##### Record excerpts #####

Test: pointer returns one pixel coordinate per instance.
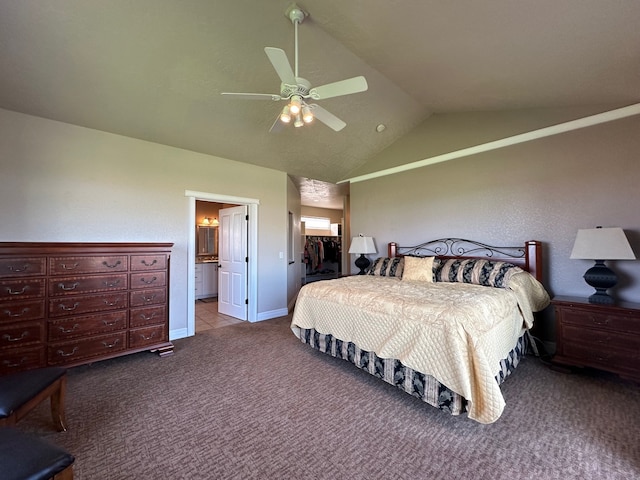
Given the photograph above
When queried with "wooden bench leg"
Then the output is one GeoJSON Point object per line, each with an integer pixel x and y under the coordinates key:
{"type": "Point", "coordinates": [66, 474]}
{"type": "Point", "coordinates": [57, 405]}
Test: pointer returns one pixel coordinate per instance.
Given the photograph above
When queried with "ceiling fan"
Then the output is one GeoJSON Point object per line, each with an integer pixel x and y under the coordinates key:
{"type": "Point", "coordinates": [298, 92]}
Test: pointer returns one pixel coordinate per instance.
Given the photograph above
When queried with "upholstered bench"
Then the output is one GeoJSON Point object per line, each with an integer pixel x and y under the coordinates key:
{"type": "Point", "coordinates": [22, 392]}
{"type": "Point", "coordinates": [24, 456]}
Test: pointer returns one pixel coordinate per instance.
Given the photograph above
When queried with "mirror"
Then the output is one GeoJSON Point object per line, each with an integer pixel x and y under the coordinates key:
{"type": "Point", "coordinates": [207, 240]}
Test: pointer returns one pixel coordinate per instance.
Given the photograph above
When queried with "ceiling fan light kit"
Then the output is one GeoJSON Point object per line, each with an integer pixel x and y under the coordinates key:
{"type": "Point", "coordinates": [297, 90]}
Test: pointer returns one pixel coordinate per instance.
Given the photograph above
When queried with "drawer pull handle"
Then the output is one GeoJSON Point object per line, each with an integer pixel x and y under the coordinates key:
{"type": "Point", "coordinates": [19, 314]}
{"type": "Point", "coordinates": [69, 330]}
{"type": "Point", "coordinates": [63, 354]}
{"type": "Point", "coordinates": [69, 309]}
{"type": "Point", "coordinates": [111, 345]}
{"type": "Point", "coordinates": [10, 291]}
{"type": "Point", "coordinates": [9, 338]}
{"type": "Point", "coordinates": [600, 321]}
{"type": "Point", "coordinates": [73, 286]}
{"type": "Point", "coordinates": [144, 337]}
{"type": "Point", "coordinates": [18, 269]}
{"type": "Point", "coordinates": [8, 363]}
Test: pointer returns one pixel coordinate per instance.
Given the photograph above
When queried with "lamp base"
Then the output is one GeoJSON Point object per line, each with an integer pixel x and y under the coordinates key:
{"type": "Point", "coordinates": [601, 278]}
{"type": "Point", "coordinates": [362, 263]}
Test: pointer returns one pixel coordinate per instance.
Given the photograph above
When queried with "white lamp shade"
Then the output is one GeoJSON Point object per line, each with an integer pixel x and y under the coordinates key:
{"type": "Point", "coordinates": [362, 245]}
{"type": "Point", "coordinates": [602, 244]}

#####
##### Record excerpts #####

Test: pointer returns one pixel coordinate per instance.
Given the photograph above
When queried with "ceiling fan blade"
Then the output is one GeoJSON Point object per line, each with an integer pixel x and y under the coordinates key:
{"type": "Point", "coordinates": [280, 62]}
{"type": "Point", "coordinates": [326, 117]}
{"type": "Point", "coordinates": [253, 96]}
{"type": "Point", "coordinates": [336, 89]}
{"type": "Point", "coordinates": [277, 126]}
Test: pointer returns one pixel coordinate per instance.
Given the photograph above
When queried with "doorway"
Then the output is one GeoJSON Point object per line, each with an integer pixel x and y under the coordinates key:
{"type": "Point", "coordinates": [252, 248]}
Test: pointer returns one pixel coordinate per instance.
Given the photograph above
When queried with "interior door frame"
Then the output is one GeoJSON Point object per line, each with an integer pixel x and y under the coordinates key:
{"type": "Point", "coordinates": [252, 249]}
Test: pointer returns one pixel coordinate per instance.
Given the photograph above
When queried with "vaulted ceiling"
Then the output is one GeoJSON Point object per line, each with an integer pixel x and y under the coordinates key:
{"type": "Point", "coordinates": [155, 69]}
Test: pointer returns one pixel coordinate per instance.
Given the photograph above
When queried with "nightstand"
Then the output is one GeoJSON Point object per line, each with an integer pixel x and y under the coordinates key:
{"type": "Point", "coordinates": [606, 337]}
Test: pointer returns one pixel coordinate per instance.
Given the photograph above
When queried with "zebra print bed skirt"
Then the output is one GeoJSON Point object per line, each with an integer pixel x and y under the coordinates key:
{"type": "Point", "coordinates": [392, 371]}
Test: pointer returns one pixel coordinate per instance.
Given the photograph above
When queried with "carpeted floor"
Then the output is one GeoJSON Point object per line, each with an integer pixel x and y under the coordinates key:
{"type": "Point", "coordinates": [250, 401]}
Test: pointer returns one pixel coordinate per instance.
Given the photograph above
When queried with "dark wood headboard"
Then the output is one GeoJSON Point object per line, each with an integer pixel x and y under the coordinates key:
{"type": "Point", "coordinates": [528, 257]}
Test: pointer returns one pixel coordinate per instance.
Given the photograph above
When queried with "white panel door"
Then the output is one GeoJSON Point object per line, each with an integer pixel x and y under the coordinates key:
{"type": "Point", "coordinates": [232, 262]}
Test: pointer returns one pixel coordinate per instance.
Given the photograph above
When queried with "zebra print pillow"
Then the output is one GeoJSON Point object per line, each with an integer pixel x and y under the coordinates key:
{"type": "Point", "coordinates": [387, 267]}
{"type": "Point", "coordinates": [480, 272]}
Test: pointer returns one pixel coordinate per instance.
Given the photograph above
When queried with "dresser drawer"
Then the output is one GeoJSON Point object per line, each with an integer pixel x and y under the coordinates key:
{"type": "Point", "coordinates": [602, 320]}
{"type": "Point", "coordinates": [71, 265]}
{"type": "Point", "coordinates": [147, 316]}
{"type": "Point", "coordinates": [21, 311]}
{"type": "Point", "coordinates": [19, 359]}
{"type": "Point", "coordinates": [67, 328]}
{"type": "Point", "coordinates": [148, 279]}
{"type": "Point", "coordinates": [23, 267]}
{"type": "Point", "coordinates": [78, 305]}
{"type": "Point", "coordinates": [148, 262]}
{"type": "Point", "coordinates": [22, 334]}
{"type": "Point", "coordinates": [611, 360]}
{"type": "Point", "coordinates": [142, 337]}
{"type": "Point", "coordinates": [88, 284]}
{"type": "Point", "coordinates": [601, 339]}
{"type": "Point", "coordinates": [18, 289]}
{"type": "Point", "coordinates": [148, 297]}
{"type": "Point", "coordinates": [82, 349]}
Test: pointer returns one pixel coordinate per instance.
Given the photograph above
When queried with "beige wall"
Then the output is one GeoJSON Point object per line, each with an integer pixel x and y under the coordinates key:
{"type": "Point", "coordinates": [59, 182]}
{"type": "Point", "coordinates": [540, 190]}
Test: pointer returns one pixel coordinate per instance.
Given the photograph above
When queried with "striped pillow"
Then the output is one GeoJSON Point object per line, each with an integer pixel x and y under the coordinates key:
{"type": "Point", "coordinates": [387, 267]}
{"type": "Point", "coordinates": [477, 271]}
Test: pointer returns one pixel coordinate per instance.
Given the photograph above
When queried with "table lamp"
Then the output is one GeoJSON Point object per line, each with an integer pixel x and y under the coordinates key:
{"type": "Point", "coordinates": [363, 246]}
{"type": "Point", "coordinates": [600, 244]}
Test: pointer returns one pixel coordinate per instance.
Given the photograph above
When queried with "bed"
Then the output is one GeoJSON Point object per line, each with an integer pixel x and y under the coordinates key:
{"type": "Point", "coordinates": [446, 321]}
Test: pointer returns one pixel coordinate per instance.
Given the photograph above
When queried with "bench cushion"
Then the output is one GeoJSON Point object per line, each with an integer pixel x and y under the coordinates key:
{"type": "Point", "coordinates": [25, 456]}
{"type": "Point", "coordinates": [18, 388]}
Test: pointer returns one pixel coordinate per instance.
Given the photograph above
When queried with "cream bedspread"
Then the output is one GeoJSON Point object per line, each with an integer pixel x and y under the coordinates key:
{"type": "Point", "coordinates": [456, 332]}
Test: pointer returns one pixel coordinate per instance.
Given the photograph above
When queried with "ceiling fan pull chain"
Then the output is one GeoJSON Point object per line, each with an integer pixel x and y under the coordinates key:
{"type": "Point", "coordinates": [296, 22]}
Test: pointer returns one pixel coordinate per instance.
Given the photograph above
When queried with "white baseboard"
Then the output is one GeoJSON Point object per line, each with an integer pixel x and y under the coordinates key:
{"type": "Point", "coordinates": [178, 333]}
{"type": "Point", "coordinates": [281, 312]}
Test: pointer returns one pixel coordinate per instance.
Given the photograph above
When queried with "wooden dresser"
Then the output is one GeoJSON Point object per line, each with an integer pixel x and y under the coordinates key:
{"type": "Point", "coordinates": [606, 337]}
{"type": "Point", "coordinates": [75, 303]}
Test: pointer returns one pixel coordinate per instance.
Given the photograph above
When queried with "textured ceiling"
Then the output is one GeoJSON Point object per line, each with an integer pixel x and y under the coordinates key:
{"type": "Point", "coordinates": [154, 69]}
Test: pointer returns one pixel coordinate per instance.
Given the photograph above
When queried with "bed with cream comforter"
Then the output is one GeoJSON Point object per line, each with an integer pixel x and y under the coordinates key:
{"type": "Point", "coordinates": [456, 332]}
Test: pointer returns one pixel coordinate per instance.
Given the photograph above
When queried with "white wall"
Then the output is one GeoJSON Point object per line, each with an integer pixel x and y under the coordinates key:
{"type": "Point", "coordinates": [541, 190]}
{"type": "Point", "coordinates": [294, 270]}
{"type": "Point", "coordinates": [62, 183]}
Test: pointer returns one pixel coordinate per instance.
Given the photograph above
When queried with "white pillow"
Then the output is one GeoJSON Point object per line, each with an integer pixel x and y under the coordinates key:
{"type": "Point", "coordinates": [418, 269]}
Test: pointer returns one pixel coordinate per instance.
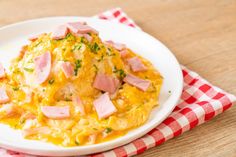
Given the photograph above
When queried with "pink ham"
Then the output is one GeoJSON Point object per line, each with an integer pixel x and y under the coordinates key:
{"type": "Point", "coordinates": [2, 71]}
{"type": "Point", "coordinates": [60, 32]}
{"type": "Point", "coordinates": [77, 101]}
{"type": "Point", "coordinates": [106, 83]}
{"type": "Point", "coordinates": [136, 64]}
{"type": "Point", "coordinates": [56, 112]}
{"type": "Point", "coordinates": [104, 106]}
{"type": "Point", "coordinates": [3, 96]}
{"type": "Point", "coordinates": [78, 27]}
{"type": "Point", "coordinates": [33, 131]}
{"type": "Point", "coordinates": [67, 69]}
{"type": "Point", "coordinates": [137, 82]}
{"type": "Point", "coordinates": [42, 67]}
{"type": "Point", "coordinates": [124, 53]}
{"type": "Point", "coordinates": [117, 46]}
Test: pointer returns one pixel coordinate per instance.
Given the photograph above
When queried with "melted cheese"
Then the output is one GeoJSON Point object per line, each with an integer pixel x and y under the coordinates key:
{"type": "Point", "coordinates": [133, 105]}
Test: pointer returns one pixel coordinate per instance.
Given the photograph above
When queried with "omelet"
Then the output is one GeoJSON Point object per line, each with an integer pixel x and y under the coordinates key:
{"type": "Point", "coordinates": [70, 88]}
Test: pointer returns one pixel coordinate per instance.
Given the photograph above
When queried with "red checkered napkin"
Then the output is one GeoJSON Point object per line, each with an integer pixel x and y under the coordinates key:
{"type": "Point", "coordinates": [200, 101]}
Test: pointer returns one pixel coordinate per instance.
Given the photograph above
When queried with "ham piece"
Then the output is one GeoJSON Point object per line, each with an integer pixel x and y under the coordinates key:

#####
##### Record excerpts #####

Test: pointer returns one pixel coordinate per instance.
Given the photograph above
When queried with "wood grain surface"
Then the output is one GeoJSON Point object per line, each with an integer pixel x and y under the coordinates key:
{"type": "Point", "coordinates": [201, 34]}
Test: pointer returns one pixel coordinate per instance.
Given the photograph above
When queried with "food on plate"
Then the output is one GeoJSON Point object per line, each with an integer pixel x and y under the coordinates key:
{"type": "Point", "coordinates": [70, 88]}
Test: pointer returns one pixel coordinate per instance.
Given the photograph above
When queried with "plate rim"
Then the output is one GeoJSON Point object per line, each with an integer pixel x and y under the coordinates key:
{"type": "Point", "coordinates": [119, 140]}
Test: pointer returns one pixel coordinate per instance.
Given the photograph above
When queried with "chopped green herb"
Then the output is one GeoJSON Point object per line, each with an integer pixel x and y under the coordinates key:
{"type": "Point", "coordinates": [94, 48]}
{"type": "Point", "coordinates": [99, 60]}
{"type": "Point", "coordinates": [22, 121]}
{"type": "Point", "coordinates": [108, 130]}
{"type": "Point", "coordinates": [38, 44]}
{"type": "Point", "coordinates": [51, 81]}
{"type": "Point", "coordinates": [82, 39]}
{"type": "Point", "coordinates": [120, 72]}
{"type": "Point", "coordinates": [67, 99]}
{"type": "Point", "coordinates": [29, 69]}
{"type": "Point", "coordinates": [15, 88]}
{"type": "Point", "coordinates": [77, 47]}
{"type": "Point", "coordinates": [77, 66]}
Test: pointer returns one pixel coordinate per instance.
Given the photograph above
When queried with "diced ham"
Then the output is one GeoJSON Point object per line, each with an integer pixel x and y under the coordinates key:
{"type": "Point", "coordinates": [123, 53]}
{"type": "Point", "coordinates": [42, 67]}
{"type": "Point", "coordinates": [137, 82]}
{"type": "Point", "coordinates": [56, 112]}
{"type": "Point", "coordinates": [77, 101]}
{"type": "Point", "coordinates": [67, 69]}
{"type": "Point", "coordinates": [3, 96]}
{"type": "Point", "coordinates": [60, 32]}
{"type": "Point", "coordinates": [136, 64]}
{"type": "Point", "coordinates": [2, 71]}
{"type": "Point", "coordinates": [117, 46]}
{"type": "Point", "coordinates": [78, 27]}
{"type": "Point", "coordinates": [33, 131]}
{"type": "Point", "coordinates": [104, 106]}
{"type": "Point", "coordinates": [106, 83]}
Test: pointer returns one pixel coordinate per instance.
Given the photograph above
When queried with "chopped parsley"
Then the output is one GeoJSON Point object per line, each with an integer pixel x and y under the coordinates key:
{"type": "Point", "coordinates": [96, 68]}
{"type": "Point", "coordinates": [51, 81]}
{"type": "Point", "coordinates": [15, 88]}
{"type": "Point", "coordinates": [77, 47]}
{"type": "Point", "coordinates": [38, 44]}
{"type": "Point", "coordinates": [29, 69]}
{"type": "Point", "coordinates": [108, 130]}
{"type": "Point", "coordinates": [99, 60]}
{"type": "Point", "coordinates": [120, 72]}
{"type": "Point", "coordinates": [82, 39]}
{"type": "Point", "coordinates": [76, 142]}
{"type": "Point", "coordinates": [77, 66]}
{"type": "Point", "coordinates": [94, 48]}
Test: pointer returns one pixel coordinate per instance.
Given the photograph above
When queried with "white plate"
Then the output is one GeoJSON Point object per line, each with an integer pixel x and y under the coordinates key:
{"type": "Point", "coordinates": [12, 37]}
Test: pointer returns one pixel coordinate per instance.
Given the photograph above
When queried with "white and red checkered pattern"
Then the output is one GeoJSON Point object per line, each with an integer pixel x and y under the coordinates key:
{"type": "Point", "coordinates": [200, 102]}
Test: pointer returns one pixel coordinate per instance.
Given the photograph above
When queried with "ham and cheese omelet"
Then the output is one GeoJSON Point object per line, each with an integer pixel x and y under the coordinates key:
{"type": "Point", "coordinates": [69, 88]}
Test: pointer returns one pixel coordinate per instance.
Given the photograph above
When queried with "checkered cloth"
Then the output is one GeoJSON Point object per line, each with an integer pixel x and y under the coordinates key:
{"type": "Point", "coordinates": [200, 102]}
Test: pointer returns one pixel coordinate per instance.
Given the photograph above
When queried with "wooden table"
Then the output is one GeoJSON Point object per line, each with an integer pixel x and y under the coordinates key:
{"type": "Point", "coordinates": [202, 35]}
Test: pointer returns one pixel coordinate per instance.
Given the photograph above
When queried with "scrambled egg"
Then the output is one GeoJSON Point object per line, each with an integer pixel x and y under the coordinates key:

#####

■ **What is expected**
If a line in the records above holds the string "table", copy it.

■ **Expected answer**
When queried with "table lamp"
When queried with "wooden table"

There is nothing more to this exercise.